__DIRECTIONS__. Please go line by line and repeat the data below exactly, with no images.
▬▬▬▬▬▬▬▬▬▬
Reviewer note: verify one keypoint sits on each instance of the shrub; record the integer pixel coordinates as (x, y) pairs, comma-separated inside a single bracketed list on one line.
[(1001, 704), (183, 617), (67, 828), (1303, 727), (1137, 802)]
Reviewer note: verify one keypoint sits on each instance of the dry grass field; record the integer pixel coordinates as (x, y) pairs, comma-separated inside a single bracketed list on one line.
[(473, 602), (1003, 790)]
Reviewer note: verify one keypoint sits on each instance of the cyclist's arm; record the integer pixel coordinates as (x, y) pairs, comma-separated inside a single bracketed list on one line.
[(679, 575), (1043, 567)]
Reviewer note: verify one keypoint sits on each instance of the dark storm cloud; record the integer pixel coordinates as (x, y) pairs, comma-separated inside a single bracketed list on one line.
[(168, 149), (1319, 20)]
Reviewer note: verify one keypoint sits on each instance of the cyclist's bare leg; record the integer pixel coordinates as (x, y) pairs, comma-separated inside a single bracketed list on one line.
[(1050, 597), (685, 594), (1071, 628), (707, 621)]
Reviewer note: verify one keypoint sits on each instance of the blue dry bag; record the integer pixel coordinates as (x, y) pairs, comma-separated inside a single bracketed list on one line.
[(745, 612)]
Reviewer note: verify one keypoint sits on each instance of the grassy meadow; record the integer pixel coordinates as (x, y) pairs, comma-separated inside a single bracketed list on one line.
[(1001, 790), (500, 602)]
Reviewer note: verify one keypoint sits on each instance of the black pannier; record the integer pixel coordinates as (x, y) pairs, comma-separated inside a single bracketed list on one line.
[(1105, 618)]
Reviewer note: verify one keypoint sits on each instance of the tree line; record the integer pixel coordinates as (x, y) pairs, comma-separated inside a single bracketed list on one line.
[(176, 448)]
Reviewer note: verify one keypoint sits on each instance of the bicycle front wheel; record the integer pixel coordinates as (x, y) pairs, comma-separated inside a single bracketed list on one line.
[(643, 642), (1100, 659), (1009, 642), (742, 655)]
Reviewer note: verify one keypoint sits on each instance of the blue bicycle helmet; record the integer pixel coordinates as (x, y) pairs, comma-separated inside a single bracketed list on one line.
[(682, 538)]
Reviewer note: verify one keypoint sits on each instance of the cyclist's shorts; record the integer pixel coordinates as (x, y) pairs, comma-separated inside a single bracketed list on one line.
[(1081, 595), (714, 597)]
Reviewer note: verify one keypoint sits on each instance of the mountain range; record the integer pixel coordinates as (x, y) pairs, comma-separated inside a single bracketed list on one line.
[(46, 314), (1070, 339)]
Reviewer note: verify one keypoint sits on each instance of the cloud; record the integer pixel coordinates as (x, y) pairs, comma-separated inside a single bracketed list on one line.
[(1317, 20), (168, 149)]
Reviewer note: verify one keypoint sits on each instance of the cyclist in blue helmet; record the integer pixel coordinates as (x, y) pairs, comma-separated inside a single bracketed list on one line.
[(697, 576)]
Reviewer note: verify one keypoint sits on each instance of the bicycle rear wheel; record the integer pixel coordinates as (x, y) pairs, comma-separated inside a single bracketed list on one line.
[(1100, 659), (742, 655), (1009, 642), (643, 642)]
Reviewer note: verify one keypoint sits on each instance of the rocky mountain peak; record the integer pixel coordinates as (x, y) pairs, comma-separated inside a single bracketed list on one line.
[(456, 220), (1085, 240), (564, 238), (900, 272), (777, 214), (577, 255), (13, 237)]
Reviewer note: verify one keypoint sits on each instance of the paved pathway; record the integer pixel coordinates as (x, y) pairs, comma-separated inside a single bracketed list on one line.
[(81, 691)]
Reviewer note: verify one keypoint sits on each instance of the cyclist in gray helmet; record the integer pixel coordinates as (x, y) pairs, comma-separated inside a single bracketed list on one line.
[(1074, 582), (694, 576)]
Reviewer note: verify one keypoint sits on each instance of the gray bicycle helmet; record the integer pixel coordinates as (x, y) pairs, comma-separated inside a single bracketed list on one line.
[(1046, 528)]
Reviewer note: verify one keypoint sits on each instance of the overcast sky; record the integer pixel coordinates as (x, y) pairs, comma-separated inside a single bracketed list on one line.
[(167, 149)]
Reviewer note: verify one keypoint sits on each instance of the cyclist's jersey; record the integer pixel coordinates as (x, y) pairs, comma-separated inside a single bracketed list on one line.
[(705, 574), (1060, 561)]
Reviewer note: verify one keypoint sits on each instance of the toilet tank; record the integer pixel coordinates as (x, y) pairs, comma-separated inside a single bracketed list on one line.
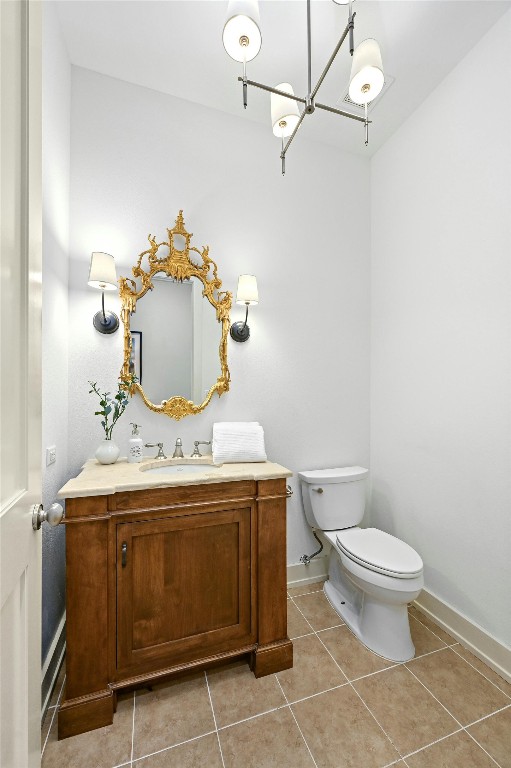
▬▬▬▬▬▬▬▬▬▬
__SOLVED EXERCISE__.
Reviewer note: verify one keypoint sits on each instance of the shrub; record the integer pixel coordinates as (x, y) pairs, comma-separated inside a single bracketed list on one line.
[(1001, 704), (183, 617), (67, 828), (1303, 727), (1137, 802)]
Reviewer note: verify one keypoint sits on each instance of the dry grass field; record the integer pixel coordinates as (x, y) pairs, comma-separated inside a single bracketed list on one line.
[(473, 602), (1003, 790)]
Reviewer note: verify one keypoint sits on each instance of the cyclist's arm; record the integer pixel coordinates as (x, y) pairs, comma-separated inside a single bracketed list on one line.
[(679, 575), (1043, 567)]
Reviewer note: verify one keypoint sits on each instance of the dark storm cloud; record the integer pixel coordinates as (x, y) pairs, comma-separated inside a single bracketed list on one line.
[(168, 149), (1319, 20)]
Reviewer note: verify one keypoint sits on each instance of the cyclist's bare leg; record the integer pixel coordinates as (x, y) pairs, comma-separated inside a single bracketed list on one line.
[(1050, 597), (685, 594), (1071, 628), (707, 621)]
Reviewer note: verify one keypoint sits on each instance of the blue dry bag; record the integer pixel coordinates as (x, y) pairs, comma-separated inside a single bracketed list on one line.
[(745, 612)]
Reviewer note: verify one keypoint sits on each instance of the grassy meadow; record the integer pixel coordinates as (x, y) pairs, comma-separated inside a single bracketed list on one line.
[(1001, 790), (500, 602)]
Reviewer note: verify one keypoint sits on each instance of the black pannier; record the integer pixel coordinates as (x, y) pairs, comma-separated inside a single bracketed list on one line.
[(1105, 618)]
Reviewer note: verify one keypoint sits on each instance of the tree line; record the integer pixel coordinates as (x, y) pairs, comma-separated inside a single bracketed list on one line.
[(176, 448)]
Reviewer note: verify one keypoint sits on each instance of the bicycle front wheel; record the integer pixel coordinates as (x, y) pairs, comma-separated inside a single bracketed list on one line.
[(643, 642), (1100, 659), (1009, 642), (742, 655)]
Reviewer note: verify one keypoint sits on each instance of the blue bicycle helmet; record the integer pixel coordinates as (x, y) pairs, comma-separated inside a single bracketed list on one line.
[(682, 538)]
Reviewer note: verify one keypoint sits on each instance of the cyclist's shorts; record the integer pixel coordinates as (x, y) pairs, comma-separated inside a single bracketed list on one line.
[(1081, 595), (714, 597)]
Reviewer note: verify one keypoint sits on each instance of the mountain range; record the integer pixel coordinates as (x, y) pairs, comma-separated inside a single bracketed list on one line.
[(46, 314), (1070, 339)]
Reviewer note: verify one keypoint sits on each instance of the cloud; record the integer pixel coordinates as (x, y) pairs, comma-separated inside a single bracketed list on one line.
[(1317, 20), (168, 149)]
Reviewer note: verify one keypoint sits on each instance of the cyclist in blue helmet; record the integer pixel coordinates as (x, y) pairs, comma-separated inside a single bracketed list on one line.
[(697, 576)]
Reviewer note: verify one keypoint sits on each instance of the bicycle rear wheel; record the integer pixel coordinates as (x, y) pairs, comma-separated inside a single bracketed list on one line.
[(1100, 659), (742, 655), (1009, 642), (643, 642)]
Reviewer note: verify one keypoint sits on each instance of the rocky mountain peak; record the integer pixel coordinates as (x, y) pairs, comma-separated inside a single bracketed list on one line.
[(456, 220), (1085, 240), (564, 238), (900, 272), (777, 214), (577, 255), (13, 237)]
Reviewer note: verify one keypoint sits on each instance of the paved pathway; record the integer pixel coordinates as (x, y) pairs, comma-separated inside a single bracketed list on one line.
[(81, 691)]
Reviewer note: verify one keypoint sits on each instance of the cyclist in gray helmet; record the integer pixel coordinates as (x, y) pairs, comma-separated inside a single bracketed list on one line.
[(1074, 582), (694, 576)]
Reviewer note: verify one keypoint sits on each instance of the gray bicycle helmet; record the integer pixel coordinates as (x, y) pairs, comma-separated inside a single bracketed list on one line.
[(1046, 528)]
Reviewer note: verify one keypoint sits on each instance of the overcast sky; record the integer pixel coordinates as (x, y) pairs, comma-separated inside a single bracketed list on one line.
[(167, 149)]
Reviewer note: verify one keypoint sits on each instance of the cyclist's jersey; record the integer pixel coordinates as (x, y) pairs, comma-separated inside a single bracketed list on one line.
[(705, 574), (1060, 561)]
Reviewer note: verify one keypoint sits on each instance of the toilet tank; record the integer pixel coordinates as (x, y) pairs, comma-separated inside a single bracketed list on one line.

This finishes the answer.